Data taken from a collection
________________
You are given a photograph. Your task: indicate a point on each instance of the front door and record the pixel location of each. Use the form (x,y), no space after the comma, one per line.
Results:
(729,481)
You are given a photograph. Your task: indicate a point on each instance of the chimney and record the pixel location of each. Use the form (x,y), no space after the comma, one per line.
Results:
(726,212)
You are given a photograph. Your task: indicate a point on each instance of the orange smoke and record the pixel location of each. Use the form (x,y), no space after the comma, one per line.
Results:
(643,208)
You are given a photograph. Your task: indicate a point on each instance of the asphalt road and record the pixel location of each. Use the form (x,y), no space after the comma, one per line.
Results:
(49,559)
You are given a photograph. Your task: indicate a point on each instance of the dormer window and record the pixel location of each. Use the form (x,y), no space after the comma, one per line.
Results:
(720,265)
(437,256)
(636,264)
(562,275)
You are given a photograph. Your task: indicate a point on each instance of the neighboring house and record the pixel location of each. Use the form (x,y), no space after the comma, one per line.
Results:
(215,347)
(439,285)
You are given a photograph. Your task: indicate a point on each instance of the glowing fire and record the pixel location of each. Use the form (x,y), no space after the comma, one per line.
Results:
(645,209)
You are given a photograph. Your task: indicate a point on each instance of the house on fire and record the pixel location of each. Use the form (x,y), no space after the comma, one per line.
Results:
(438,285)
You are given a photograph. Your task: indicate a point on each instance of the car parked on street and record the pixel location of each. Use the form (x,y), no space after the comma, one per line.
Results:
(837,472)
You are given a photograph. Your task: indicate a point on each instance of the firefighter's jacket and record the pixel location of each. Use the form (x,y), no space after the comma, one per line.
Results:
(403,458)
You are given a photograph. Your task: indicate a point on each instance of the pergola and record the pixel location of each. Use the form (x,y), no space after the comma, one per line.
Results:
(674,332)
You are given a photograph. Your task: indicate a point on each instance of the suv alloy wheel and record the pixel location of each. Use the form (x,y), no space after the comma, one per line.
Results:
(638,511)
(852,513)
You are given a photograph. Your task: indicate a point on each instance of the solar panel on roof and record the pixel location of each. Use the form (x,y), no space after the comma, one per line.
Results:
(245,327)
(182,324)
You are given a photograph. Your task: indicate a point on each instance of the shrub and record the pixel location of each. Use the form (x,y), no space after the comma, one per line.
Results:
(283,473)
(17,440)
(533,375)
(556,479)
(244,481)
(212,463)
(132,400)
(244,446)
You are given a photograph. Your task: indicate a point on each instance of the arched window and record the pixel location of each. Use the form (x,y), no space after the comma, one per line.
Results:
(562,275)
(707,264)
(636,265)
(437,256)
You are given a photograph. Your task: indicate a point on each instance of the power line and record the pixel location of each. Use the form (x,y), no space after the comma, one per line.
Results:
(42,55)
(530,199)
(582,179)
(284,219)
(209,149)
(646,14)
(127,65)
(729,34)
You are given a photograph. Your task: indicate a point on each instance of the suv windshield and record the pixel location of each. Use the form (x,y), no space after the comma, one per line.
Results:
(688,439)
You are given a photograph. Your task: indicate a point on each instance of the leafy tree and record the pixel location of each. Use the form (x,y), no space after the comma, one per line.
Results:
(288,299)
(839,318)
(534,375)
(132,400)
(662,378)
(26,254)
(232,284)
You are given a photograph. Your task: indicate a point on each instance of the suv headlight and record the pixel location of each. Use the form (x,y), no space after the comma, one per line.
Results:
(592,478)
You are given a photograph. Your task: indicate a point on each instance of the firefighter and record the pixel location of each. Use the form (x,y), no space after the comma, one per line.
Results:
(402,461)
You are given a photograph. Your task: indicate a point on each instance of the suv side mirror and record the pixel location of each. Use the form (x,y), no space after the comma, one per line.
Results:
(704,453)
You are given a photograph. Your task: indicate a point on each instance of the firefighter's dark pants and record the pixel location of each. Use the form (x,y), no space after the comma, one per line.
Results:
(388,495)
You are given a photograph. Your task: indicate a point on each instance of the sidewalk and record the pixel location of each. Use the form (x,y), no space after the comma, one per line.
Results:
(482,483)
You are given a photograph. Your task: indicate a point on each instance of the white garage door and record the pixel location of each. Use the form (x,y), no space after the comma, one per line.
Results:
________________
GOAL -> Rewrite every line from the one containing "of the leafy" down to the last line, inclusive, keeping the requests as they are. Multiply each pixel coordinate in the answers by 2.35 and round to the nearest whole number, with halves rounded up.

SOLVED PROBLEM ->
You are given a photograph. Your task: indicate a point on each instance of the leafy tree and record the pixel location of each. Use the form (x,y), no space after the comma, one per line.
Results:
(677,703)
(1972,747)
(1255,881)
(310,940)
(1556,888)
(61,597)
(545,667)
You are given a photograph. Your task: indicate a point on each instance of the suv headlight and record the pixel location of each. Use the form (x,y), no space after the comma, one per line.
Results:
(1391,1123)
You are given a photograph. Your task: indicate a point on each instance of the firefighter and record the pixel location of each. Use the form (x,y), no space after the comma, one per line.
Results:
(945,1083)
You are given a photograph. Your task: indicate a point on each instance of the suv side mirror and record the pixel location of each. Use the form (x,y), no space after the comma, one per line.
Results:
(1654,1065)
You are given a photograph. Your task: indicate a point on each instance of the firefighter's dark pants and record the pixel location of each. Use the form (x,y), no space after the comma, one per line.
Results:
(912,1163)
You are given a photograph. Your task: indicate a point on each instance of the sidewalk and record the pixel location of each. Use the form (x,y), no space after the comma, one per line.
Results:
(1133,1135)
You are given a photograph. Your task: indicate a point on each instance of the white garage door and record the pixel location of each. Use the form (x,y), no space after the comma, one per line.
Results:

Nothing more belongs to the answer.